═════ Lesetext ═════
Nein, Erbensuppe war noch nie mein Ding! Die gab es bei uns aber mehr oder weniger regelmäßig an Samstagen im Wechsel mit Eintöpfen und anderen kräftigen Suppen. Und dass ich diese Suppe nicht mochte, lag nicht daran, dass meine Mutter nicht kochen konnte (im Gegenteil: sie war eine tolle Köchin). Es lag auch nicht nur an den schweinischen Bestandteilen der Suppe wie Pfötchen, die mir schon ihres schwabbeligen Aggregatszustandes wegen nicht zusagten. Ich mochte einfach die mehlig-sämige Konsistenz dieses deutschen Suppenklassikers nicht, wogegen ich Erbsen als Beilage, etwa als „Leipziger Allerlei“ in Kombination mit Möhren und Spargelstücken, durchaus zugetan war.
Mein Erbsensuppengroll, das kam erschwerend hinzu, begann nicht erst mit dem Auftragen der Suppe am samstäglichen Mittagstisch, sondern schon am Vorabend, denn diese Hülsenfrucht der Unterfamilie Schmetterlingsblütler wurde schon am Freitagabend in Wasser eingelegt, um eingeweicht zu werden und am Folgetag die Kochzeit zu verkürzen. Ich wusste also schon immer freitags, was am Samstag ernährungsmäßig auf mich zukam.
Die Notwendigkeit des Einweichens ist der Härte der getrockneten (und ansonsten noch unbehandelten) Erbse geschuldet, der der dänische Dichter H.C. Andersen in der Geschichte von der „Prinzessin auf der Erbse“ ein Denkmal gesetzt hat. Die junge Frau, die regennass um Einlass ins Schloss bittet, erweist sich bekanntlich dadurch als Prinzessin, dass sie die auf den Boden der Bettstelle gelegte Erbse durch 20 Matratzen und 20 Eiderdauendecken als hart und störend spürt und deshalb schlecht schläft.
Derart harte Erbsen pflegte meine Mutter für die Zubereitung der Suppe im Lebensmittelladen an der Ecke zu kaufen – zumeist in 500-Gramm Packungen (Tiefkühlprodukte waren damals noch nicht verbreitet). Der Herkunftsort der Erbsen ist für mich also noch leicht bestimmbar. Das Geschäft auf der Gelsenkirchener Bismarckstraße gibt es heute allerdings nicht mehr.
Woher wir die etwa 40-50 cm langen Kupferrohre hatten, weiß ich dagegen nicht mehr. Wenn mich meine Erinnerung nicht ganz täuscht, hatte sie „Sternchen“, der Nachbarsjunge aus dem Nebenhaus, dessen Vater mit Installationen zu tun hatte, irgendwie besorgt. Woher die Dinger kamen war letztendlich auch nicht wichtig und nicht interessant. Interessant war dagegen die Entdeckung, dass die harten Erbsen wunderbar durch diese Rohre passten, so dass die Kombination von Kupferrohr und Schmetterlingsblütler sich bestens eignete, um eine gewisse Distanz durch Pusten zu überwinden. Etwa aus dem Fenster einer Wohnung über die Straße hinweg bis zum anderen Bürgersteig. Und nach einer Zeit des Übens waren „Sternchen“ und ich nicht nur in der Lage, aus dem 1. Stock, in dem die Wohnung von „Sternchens“ Eltern lag, Objekte auf der gegenüber liegende Seite der Straße zu treffen, etwa ein Verkehrsschild oder Fensterscheiben, sondern wir konnten auch bewegliche Ziele erfassen.
═════ Datensätze ═════
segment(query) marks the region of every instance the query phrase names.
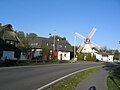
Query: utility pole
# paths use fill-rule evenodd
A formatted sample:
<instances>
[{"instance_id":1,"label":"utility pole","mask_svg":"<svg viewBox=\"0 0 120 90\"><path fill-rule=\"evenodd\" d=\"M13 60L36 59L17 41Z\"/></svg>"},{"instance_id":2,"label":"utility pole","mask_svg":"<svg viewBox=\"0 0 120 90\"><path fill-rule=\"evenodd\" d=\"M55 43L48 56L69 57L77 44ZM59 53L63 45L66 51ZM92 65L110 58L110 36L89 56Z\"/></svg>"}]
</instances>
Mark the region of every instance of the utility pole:
<instances>
[{"instance_id":1,"label":"utility pole","mask_svg":"<svg viewBox=\"0 0 120 90\"><path fill-rule=\"evenodd\" d=\"M76 36L74 36L74 60L75 60L75 54L76 54L75 45L76 45Z\"/></svg>"},{"instance_id":2,"label":"utility pole","mask_svg":"<svg viewBox=\"0 0 120 90\"><path fill-rule=\"evenodd\" d=\"M53 44L53 52L55 51L55 31L56 31L56 30L54 30L54 44Z\"/></svg>"}]
</instances>

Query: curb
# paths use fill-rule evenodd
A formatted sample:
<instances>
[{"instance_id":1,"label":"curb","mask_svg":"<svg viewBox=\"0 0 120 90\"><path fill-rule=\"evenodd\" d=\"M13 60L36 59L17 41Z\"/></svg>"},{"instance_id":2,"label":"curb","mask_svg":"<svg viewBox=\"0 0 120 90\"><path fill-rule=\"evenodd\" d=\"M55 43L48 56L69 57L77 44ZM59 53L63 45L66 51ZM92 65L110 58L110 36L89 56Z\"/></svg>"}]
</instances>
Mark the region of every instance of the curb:
<instances>
[{"instance_id":1,"label":"curb","mask_svg":"<svg viewBox=\"0 0 120 90\"><path fill-rule=\"evenodd\" d=\"M94 67L90 67L90 68L86 68L86 69L82 69L82 70L75 71L75 72L70 73L70 74L68 74L68 75L66 75L66 76L63 76L63 77L61 77L61 78L59 78L59 79L57 79L57 80L54 80L53 82L48 83L48 84L46 84L46 85L44 85L44 86L42 86L42 87L40 87L40 88L38 88L38 89L36 89L36 90L45 90L45 89L47 89L49 86L51 86L51 85L53 85L53 84L55 84L55 83L57 83L57 82L65 79L65 78L67 78L67 77L70 77L70 76L72 76L72 75L74 75L74 74L77 74L77 73L79 73L79 72L82 72L82 71L85 71L85 70L89 70L89 69L92 69L92 68L96 68L96 67L102 67L102 66L104 66L104 65L94 66Z\"/></svg>"}]
</instances>

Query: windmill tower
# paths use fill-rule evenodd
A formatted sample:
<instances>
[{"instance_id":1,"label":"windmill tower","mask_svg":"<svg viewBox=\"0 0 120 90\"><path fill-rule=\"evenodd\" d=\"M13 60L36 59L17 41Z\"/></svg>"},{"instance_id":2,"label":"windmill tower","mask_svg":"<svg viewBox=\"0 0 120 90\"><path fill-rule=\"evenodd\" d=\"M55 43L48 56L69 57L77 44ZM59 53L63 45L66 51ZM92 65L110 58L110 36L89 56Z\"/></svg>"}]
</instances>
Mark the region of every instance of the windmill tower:
<instances>
[{"instance_id":1,"label":"windmill tower","mask_svg":"<svg viewBox=\"0 0 120 90\"><path fill-rule=\"evenodd\" d=\"M86 38L77 32L75 33L77 37L84 40L84 42L79 46L77 50L78 53L93 53L94 52L93 48L100 50L100 47L98 45L90 41L90 39L92 38L95 32L96 32L96 28L93 28L90 34L88 34Z\"/></svg>"}]
</instances>

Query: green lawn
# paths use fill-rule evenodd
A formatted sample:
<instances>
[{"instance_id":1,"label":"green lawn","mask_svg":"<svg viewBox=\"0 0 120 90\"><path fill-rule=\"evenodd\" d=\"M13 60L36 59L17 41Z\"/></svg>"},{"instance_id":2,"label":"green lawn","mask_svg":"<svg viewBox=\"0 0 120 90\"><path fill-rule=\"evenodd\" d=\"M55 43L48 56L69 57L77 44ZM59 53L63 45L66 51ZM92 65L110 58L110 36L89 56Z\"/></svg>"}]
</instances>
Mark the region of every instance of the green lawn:
<instances>
[{"instance_id":1,"label":"green lawn","mask_svg":"<svg viewBox=\"0 0 120 90\"><path fill-rule=\"evenodd\" d=\"M92 68L78 74L75 74L56 85L51 86L48 90L75 90L76 86L85 78L92 75L93 73L100 71L102 67Z\"/></svg>"},{"instance_id":2,"label":"green lawn","mask_svg":"<svg viewBox=\"0 0 120 90\"><path fill-rule=\"evenodd\" d=\"M108 90L120 90L120 68L114 69L108 75Z\"/></svg>"}]
</instances>

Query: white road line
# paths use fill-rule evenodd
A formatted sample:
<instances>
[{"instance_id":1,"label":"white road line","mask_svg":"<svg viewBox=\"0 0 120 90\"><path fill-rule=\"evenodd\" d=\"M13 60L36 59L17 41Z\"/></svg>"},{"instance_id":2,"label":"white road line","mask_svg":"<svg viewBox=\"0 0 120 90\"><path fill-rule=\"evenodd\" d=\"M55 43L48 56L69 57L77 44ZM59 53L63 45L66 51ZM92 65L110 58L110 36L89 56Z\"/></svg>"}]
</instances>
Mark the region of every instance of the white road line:
<instances>
[{"instance_id":1,"label":"white road line","mask_svg":"<svg viewBox=\"0 0 120 90\"><path fill-rule=\"evenodd\" d=\"M49 86L51 86L51 85L53 85L53 84L55 84L55 83L63 80L63 79L65 79L65 78L67 78L67 77L69 77L69 76L71 76L71 75L77 74L77 73L79 73L79 72L82 72L82 71L85 71L85 70L88 70L88 69L92 69L92 68L96 68L96 67L101 67L101 66L104 66L104 65L94 66L94 67L90 67L90 68L86 68L86 69L82 69L82 70L75 71L75 72L70 73L70 74L68 74L68 75L66 75L66 76L63 76L63 77L61 77L61 78L59 78L59 79L57 79L57 80L54 80L53 82L48 83L48 84L46 84L46 85L44 85L44 86L42 86L42 87L40 87L40 88L38 88L38 89L36 89L36 90L43 90L43 89L45 89L45 88L47 88L47 87L49 87Z\"/></svg>"}]
</instances>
═════
§ **Aufgaben**:
a – Gib den Abschnitt des Lesetexts, beginnend mit "Die Notwendigkeit des" und weiter bis "deshalb schlecht schläft.", erneut wieder und setze dabei überall "Linse" anstelle von "Erbse" ein.
b – Welche Gemüsesorten nennt der Lesetext als Bestandteile des „Leipziger Allerlei“? Führe alle auf.

§ **Lösungen**:
a –
Die Notwendigkeit des Einweichens ist der Härte der getrockneten (und ansonsten noch unbehandelten) Linse geschuldet, der der dänische Dichter H.C. Andersen in der Geschichte von der „Prinzessin auf der Linse“ ein Denkmal gesetzt hat. Die junge Frau, die regennass um Einlass ins Schloss bittet, erweist sich bekanntlich dadurch als Prinzessin, dass sie die auf den Boden der Bettstelle gelegte Linse durch 20 Matratzen und 20 Eiderdauendecken als hart und störend spürt und deshalb schlecht schläft.

b – Erbsen, Möhren, Spargelstücke